--- Start of SUPPLIED MATERIAL ---

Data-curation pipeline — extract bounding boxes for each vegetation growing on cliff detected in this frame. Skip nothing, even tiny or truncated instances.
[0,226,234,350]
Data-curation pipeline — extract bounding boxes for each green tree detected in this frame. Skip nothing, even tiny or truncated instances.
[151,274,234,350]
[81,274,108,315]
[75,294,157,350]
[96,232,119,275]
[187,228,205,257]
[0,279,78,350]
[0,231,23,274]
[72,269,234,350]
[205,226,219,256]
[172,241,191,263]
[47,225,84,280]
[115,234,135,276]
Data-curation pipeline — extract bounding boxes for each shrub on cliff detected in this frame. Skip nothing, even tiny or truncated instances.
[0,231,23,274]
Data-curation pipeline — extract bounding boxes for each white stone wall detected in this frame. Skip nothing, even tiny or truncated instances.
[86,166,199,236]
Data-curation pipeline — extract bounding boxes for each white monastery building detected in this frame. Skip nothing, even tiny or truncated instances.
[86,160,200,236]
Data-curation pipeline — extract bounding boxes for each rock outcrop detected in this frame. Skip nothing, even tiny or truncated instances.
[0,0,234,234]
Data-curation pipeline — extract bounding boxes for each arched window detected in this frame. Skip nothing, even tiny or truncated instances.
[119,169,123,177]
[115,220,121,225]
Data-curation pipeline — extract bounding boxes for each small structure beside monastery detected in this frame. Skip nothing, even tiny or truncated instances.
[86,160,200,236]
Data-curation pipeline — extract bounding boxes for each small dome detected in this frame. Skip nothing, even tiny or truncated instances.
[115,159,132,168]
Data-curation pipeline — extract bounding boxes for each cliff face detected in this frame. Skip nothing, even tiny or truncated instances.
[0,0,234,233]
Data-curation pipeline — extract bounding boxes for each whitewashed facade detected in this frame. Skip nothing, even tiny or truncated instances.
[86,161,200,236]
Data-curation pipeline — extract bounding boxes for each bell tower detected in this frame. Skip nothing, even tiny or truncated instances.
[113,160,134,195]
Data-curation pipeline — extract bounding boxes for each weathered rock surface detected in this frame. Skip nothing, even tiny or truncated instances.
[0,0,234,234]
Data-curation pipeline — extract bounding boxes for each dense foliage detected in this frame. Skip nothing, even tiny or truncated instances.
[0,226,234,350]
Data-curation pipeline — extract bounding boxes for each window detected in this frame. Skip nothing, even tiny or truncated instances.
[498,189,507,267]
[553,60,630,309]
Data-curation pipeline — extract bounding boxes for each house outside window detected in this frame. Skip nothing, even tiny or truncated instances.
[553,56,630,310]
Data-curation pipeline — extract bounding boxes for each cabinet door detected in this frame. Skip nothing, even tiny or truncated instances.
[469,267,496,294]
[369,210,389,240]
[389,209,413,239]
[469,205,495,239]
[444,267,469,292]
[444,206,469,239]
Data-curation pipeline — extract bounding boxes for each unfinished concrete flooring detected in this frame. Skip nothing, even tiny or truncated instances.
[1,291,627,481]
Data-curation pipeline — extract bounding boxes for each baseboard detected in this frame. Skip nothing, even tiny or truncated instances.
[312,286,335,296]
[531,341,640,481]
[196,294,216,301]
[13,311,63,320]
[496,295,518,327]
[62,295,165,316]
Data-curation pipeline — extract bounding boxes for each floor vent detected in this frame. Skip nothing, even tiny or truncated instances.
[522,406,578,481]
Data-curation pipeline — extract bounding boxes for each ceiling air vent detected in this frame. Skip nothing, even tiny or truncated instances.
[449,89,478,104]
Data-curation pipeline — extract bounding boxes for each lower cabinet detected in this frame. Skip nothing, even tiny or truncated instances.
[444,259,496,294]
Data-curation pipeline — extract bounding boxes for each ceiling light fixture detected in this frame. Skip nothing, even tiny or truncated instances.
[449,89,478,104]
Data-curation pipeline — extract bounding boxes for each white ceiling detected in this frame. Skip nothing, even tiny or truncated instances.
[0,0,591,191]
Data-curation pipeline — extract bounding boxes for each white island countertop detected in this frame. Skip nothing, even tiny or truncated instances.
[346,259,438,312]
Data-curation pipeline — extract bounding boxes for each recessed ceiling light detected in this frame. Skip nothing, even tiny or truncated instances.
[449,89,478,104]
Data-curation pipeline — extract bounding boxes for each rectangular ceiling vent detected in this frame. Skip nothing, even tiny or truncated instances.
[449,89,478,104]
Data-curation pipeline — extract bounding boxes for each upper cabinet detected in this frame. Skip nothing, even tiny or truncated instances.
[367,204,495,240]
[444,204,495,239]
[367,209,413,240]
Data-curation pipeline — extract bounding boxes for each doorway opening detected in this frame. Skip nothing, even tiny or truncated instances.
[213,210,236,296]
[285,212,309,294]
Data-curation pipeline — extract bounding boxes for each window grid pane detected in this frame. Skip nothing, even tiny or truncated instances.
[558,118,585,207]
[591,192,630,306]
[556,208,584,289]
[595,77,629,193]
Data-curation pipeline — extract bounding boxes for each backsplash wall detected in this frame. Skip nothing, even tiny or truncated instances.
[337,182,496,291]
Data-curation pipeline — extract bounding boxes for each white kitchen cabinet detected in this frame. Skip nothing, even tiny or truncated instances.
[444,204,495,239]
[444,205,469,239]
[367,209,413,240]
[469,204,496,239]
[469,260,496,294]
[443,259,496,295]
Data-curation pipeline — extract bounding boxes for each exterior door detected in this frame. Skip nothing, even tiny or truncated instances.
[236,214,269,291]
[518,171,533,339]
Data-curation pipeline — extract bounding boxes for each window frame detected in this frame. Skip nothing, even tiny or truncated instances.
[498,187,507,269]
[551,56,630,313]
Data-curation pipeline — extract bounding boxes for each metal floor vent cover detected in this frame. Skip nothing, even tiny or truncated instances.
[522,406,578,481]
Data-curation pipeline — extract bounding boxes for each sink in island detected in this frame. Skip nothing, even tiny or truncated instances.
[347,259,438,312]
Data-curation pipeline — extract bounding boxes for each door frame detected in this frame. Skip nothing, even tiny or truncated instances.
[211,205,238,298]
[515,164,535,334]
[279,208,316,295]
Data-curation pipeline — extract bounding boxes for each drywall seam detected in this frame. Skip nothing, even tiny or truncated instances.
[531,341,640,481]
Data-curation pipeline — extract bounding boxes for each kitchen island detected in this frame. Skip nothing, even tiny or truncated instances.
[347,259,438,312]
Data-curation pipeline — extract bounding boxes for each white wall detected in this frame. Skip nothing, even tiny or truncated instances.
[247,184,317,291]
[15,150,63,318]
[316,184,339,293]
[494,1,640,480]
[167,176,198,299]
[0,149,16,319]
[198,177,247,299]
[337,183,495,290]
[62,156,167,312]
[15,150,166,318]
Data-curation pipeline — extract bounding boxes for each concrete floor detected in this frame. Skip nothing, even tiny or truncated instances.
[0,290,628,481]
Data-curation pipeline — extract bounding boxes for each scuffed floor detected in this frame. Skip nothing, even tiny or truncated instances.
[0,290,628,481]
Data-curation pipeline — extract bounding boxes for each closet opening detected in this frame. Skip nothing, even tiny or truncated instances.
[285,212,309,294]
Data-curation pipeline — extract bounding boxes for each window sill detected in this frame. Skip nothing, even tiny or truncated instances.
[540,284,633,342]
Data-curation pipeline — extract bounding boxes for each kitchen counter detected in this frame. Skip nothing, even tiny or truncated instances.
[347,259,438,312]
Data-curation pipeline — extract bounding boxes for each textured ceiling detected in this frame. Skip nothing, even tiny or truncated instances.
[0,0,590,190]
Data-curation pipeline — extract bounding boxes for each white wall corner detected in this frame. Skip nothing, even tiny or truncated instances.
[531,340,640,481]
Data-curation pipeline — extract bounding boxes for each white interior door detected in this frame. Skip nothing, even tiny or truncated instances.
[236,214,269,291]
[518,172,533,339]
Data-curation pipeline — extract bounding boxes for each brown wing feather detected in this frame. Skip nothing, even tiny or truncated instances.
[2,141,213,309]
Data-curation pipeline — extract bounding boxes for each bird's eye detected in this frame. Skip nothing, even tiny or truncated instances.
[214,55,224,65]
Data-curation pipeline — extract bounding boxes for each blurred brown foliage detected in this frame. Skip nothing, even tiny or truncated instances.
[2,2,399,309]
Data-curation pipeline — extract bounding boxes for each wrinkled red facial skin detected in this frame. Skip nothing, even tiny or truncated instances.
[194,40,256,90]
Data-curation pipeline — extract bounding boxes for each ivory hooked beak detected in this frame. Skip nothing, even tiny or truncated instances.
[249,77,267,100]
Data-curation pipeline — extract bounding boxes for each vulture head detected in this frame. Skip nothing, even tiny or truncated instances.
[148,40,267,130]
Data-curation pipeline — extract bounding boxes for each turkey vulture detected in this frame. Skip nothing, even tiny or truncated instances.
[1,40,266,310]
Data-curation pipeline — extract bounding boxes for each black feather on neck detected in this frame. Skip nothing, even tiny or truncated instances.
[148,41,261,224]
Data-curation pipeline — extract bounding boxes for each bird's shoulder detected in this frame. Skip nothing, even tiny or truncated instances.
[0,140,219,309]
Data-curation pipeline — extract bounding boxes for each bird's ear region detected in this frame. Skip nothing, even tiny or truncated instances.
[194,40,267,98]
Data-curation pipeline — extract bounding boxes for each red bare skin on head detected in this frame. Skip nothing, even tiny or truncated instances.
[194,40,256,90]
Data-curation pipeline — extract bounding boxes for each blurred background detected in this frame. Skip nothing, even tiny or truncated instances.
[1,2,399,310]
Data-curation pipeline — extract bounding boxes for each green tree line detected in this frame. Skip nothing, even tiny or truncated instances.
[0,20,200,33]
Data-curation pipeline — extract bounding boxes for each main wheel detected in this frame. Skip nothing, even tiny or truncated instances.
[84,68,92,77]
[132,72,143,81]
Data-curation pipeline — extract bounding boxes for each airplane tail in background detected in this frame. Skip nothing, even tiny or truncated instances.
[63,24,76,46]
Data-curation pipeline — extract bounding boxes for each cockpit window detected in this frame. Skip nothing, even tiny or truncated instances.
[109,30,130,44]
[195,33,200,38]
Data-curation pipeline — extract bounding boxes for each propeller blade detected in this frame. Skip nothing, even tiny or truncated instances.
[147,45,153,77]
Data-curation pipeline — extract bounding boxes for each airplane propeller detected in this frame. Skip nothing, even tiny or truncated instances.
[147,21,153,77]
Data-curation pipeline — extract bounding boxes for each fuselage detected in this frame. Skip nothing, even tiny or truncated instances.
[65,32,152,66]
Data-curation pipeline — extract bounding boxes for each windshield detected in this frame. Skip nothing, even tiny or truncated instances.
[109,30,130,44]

--- End of SUPPLIED MATERIAL ---

▶ [TASK TO COMPLETE]: Could you format the stretch of records above, from the line containing "each window grid" through the line containing "[15,150,166,318]", as a numbered list with any blank lines omitted?

▶ [OUTPUT OF THE EXERCISE]:
1. Data-curation pipeline — extract bounding boxes for each window grid pane detected in this frame. Skip nothing, even tiny or truncated instances.
2. [558,118,585,207]
3. [591,192,630,306]
4. [556,208,584,289]
5. [595,77,629,193]
6. Data-curation pipeline — extract bounding boxes for each backsplash wall detected in this frame. Skip nothing, even tiny or truncated instances.
7. [337,182,496,291]
8. Data-curation pipeline — extract bounding boxes for each white kitchen cabinet detected in this frame. Skip nothing, even tiny or truncated instances.
9. [444,204,495,239]
10. [444,205,469,239]
11. [367,209,413,240]
12. [469,204,496,239]
13. [469,260,496,294]
14. [443,259,496,295]
15. Data-curation pipeline — extract bounding boxes for each exterior door detected in this frame. Skip nothing, even tiny or truncated instances.
16. [236,214,269,291]
17. [518,171,533,339]
18. Data-curation pipeline — extract bounding boxes for each window frame detected in this frame. Skip nothing, even tiny or truncated instances.
19. [498,187,507,269]
20. [551,56,630,313]
21. Data-curation pipeline — extract bounding boxes for each metal floor vent cover detected in this frame. Skip nothing, even tiny or truncated instances.
22. [522,406,578,481]
23. Data-curation pipeline — extract bounding boxes for each sink in island detected in this frame. Skip nothing, even tiny or truncated instances.
24. [347,259,438,312]
25. Data-curation pipeline — extract bounding boxes for each door frame detected in this frame. Skip nothing, even tiny or truncated instances.
26. [211,205,238,298]
27. [515,164,535,334]
28. [279,208,316,295]
29. Data-curation pipeline — extract bounding boxes for each drywall seam detected in this frame. Skip nothing, even tiny or truncated instances.
30. [531,341,640,481]
31. Data-curation pipeline — extract bounding boxes for each kitchen island detected in this frame. Skip nothing, even tiny or truncated instances.
32. [347,259,438,312]
33. Data-curation pipeline — extract bounding boxes for each white wall detected in this frame. Skip nothing, even tiny or truncated instances.
34. [247,184,317,291]
35. [15,150,63,318]
36. [316,184,339,293]
37. [494,1,640,480]
38. [167,176,198,299]
39. [0,149,16,319]
40. [198,177,247,299]
41. [337,183,495,290]
42. [62,156,167,312]
43. [15,150,166,318]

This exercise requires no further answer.